What is being asked:
Line by line, set down the records exactly as they appear below.

Segment Start: Data records

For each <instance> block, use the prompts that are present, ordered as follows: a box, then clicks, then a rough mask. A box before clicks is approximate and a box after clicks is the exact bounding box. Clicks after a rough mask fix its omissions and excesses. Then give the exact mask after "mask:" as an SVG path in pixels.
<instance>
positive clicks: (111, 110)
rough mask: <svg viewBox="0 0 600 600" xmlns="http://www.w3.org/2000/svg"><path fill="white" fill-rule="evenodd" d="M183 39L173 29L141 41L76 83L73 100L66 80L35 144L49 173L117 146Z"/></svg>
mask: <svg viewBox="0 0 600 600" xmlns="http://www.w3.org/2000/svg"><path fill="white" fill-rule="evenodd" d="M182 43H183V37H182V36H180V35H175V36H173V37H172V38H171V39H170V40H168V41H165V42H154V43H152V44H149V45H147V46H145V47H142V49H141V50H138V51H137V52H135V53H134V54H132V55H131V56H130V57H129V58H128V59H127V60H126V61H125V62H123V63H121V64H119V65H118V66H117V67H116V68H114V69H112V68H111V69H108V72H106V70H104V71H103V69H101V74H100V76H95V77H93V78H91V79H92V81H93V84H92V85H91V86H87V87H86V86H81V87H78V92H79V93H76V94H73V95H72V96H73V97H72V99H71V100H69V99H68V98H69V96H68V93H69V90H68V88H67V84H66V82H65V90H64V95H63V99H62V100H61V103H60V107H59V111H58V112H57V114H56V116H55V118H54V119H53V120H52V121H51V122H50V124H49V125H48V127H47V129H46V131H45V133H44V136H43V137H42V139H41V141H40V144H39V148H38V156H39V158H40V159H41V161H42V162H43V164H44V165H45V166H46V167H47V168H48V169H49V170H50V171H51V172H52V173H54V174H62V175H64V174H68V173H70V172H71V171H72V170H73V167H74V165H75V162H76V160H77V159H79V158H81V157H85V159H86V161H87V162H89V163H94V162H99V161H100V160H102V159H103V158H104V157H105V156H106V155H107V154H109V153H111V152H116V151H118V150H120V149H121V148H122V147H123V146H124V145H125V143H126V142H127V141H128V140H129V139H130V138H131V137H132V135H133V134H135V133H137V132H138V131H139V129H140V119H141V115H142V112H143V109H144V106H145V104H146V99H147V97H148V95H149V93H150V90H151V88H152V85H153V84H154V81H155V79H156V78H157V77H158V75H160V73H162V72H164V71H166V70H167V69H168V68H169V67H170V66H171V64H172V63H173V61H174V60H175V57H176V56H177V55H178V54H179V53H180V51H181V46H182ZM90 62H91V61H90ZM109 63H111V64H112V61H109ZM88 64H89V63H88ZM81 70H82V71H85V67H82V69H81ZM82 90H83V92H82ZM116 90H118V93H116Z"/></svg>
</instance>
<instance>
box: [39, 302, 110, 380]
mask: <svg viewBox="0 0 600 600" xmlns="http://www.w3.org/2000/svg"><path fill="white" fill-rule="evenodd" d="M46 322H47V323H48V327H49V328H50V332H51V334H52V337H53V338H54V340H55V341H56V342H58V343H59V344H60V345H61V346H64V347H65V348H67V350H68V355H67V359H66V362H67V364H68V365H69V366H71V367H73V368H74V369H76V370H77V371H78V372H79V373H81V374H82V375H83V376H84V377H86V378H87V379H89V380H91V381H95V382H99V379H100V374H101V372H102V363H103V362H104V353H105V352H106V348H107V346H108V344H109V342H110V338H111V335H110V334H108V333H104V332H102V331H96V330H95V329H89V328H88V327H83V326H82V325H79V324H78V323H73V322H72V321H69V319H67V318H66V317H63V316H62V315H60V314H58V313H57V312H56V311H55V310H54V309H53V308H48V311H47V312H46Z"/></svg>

Segment End: Data records

Task solution:
For each <instance> block, use the prompts that are present, ordered as follows: a box, then clicks, then a rough mask. A box before clicks is approximate and a box after clicks is the exact bounding box. Clicks after a rough mask fix its omissions and excesses. Then give the exact mask after "mask:" as an SVG path in pixels.
<instance>
positive clicks: (111, 110)
rough mask: <svg viewBox="0 0 600 600" xmlns="http://www.w3.org/2000/svg"><path fill="white" fill-rule="evenodd" d="M183 39L173 29L141 41L76 83L73 100L66 80L35 144L49 173L117 146Z"/></svg>
mask: <svg viewBox="0 0 600 600" xmlns="http://www.w3.org/2000/svg"><path fill="white" fill-rule="evenodd" d="M182 43H183V37H182V36H180V35H175V36H173V37H172V38H171V39H170V40H168V41H165V42H154V43H152V44H149V45H147V46H145V47H142V49H141V50H138V51H137V52H135V53H134V54H132V55H131V56H130V57H129V58H128V59H127V60H126V61H125V62H123V63H121V64H119V65H118V66H117V67H116V68H114V69H112V68H111V69H108V72H106V70H104V71H103V69H101V74H100V76H95V77H93V78H91V79H92V81H93V84H92V85H91V86H87V87H86V86H81V87H78V92H79V93H76V94H73V95H72V96H73V97H72V99H71V100H69V99H68V98H69V96H68V93H69V90H68V88H67V84H66V82H65V90H64V95H63V99H62V100H61V103H60V107H59V111H58V112H57V114H56V116H55V118H54V119H53V120H52V121H51V122H50V124H49V125H48V127H47V129H46V131H45V133H44V136H43V137H42V139H41V141H40V144H39V148H38V156H39V158H40V159H41V161H42V162H43V164H44V165H45V166H46V167H47V168H48V169H49V170H50V171H51V172H52V173H54V174H62V175H64V174H68V173H70V172H71V171H72V170H73V167H74V165H75V162H76V160H77V159H79V158H81V157H85V159H86V161H87V162H89V163H94V162H99V161H100V160H102V159H103V158H104V157H105V156H106V155H107V154H109V153H111V152H116V151H118V150H120V149H121V148H122V147H123V146H124V145H125V143H126V142H127V141H128V140H129V139H130V138H131V137H132V135H133V134H135V133H137V132H138V131H139V129H140V119H141V115H142V112H143V109H144V106H145V104H146V99H147V97H148V95H149V93H150V90H151V88H152V85H153V84H154V81H155V79H156V78H157V77H158V75H160V73H162V72H164V71H166V70H167V69H168V68H169V67H170V66H171V64H172V63H173V61H174V60H175V57H176V56H177V55H178V54H179V53H180V51H181V46H182ZM90 62H91V61H90ZM109 63H111V64H112V61H109ZM88 64H89V63H88ZM81 70H82V71H85V67H82V69H81ZM82 90H83V92H82ZM116 90H118V93H116Z"/></svg>
</instance>
<instance>
box: [39, 302, 110, 380]
mask: <svg viewBox="0 0 600 600" xmlns="http://www.w3.org/2000/svg"><path fill="white" fill-rule="evenodd" d="M46 322H47V323H48V327H49V328H50V332H51V334H52V337H53V338H54V340H55V341H56V342H58V343H59V344H60V345H61V346H64V347H65V348H67V350H68V355H67V359H66V362H67V364H68V365H69V366H71V367H73V368H74V369H76V370H77V371H78V372H79V373H81V374H82V375H83V376H84V377H86V378H87V379H89V380H91V381H95V382H99V379H100V374H101V372H102V363H103V362H104V353H105V352H106V348H107V346H108V344H109V342H110V338H111V335H110V334H108V333H104V332H102V331H96V330H95V329H89V328H88V327H83V326H82V325H79V324H78V323H73V322H72V321H69V319H67V318H66V317H63V316H62V315H60V314H58V313H57V312H56V311H55V310H54V309H53V308H48V311H47V312H46Z"/></svg>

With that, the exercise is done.